* _TEXTE FOURNI_:
● ● ● ● ●

Je quitte Hanoi et les sentiers battus pour rejoindre le Laos, via Na Meo et espérer atteindre ainsi le Nord Est du pays et rejoindre Veng Xia, anciennes grottes servant de quartier général au Pathet Lao.

Ne possédant que peu d’informations malgré les guides, blogs et forums, je m’embarque pour Ninh Binh, véritable baie d’Along des rizières comme aiment le dire les Vietnamiens, où je pensais trouver un mode de transport pour atteindre rapidement la frontière laotienne.

Mais tout n’est pas si simple, et c’était sans compter sur le charme vietnamien, et sa fierté… Il me faudra jouer de ruse pour éviter de payer 120 USD pour rejoindre une ville encore inconnue par le chauffeur lui-même au moment de ma demande, ou encore pour trouver une réponse à la question « Quand le prochain bus part-il pour Vinh ? ». En effet, ne trouvant pas d’alternative pour rejoindre Na Meo, c’est en direction de Cau Treo, un peu plus au Sud de la barrière montagneuse que j’espère traverser la frontière. Pour cela, je dois tout d’abord rejoindre Vinh, nœud de communication vers le Royaume du Million d’éléphants. Mais personne au terminal de bus ne semble décidé à m’aider… et c’est en conversant avec un charmant responsable hôtelier à qui j’avais décidé de louer une moto pour explorer les environs que la porte vers le Laos s’est ouverte. Il appelle son cousin, qui justement effectue une liaison quotidienne entre Hanoi et Vinh, et m’arrange un RDV sur le bord de la route… en fin d’après-midi.

● ● ● ● ●

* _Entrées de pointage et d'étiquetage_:
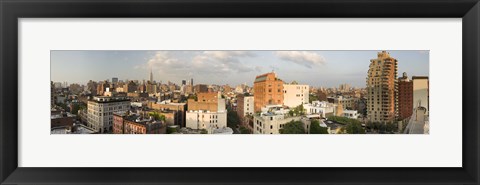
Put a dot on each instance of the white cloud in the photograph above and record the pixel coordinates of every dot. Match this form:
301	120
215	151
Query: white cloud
305	58
203	63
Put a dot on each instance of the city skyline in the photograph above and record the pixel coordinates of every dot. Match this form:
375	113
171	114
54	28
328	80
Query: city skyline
315	68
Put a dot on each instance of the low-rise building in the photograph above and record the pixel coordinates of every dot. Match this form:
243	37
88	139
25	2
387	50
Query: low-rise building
126	123
352	114
100	112
200	119
272	119
61	119
295	94
323	108
207	112
245	107
179	110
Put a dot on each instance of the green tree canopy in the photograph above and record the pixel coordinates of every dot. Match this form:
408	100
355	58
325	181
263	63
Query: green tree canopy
354	128
293	127
315	128
244	130
157	116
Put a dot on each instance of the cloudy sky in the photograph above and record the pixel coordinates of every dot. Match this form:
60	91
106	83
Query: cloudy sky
316	68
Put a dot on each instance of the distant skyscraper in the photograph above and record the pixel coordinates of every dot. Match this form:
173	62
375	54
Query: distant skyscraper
382	88
405	97
421	92
151	76
268	91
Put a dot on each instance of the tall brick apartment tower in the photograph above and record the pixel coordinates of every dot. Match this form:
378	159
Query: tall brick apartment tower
405	97
382	89
268	90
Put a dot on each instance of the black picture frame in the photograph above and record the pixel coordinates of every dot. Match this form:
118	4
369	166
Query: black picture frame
12	10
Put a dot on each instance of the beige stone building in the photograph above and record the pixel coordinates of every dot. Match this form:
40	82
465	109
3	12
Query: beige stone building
382	88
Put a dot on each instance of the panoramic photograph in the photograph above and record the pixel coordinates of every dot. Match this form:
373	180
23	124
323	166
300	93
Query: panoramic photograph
239	92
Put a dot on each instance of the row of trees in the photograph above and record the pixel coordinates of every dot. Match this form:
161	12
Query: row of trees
157	116
352	126
297	127
297	111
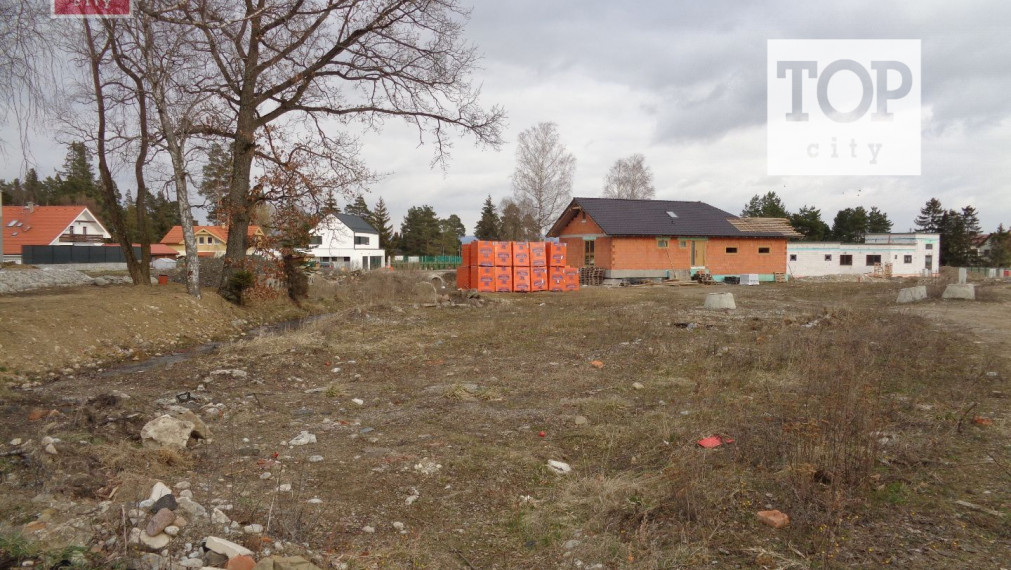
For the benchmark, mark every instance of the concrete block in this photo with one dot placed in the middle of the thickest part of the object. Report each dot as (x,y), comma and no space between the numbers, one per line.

● ● ● ● ●

* _TÂCHE COURTE 1_: Citez le récit du voyage vers le Laos depuis « Ne possédant que » jusqu'à « la frontière laotienne. », bornes comprises.
* _TÂCHE COURTE 2_: Rédigez la suite du récit du voyage vers le Laos à partir de sa dernière phrase.

* _RÉPONSE À LA TÂCHE 1_:
Ne possédant que peu d’informations malgré les guides, blogs et forums, je m’embarque pour Ninh Binh, véritable baie d’Along des rizières comme aiment le dire les Vietnamiens, où je pensais trouver un mode de transport pour atteindre rapidement la frontière laotienne.

* _RÉPONSE À LA TÂCHE 2_:
Rallye et karaoké

En montant dans le bus, je le découvre plein ! Les 20 passagers présents occupent déjà tous les sièges disponibles, mais pas de problème, on me trouve (ainsi qu’à mon sac à dos) une place entre kilos de riz et fenêtre. Et c’est parti pour une véritable aventure sur la N1. Ici, le code de la route est très certainement inexistant car notre chauffeur n’hésite pas à emprunter les 2 voies de la route pour s’assurer qu’il ne perd pas de vitesse et se fait un plaisir à utiliser l’un de ses 3 différents klaxons pour avertir les autres automobilistes de ses actes. Malgré un tel rallye, je ne me sens pourtant pas en danger, et profite avec émerveillement du spectacle, assuré également par les autres passagers chantant en choeur en regardant un karaoké sur l’écran installé juste au-dessus du siège du chauffeur !

Mon premier contact avec la véritable population vietnamienne ne s’est pas arrêté à la simple promenade en bus, mais a vu son apogée ce jour-là lors de l’escale obligatoire. J’ai en effet été confronté à une nouvelle forme de toilette à la turque, les toilettes communes. En fait, l’architecture du lieu se résume en une pièce, carrelée et parsemée de rigoles où tout le monde (hommes et femmes) se pressent pour effectuer leurs besoins, aux yeux de tous, et sans gêne apparente !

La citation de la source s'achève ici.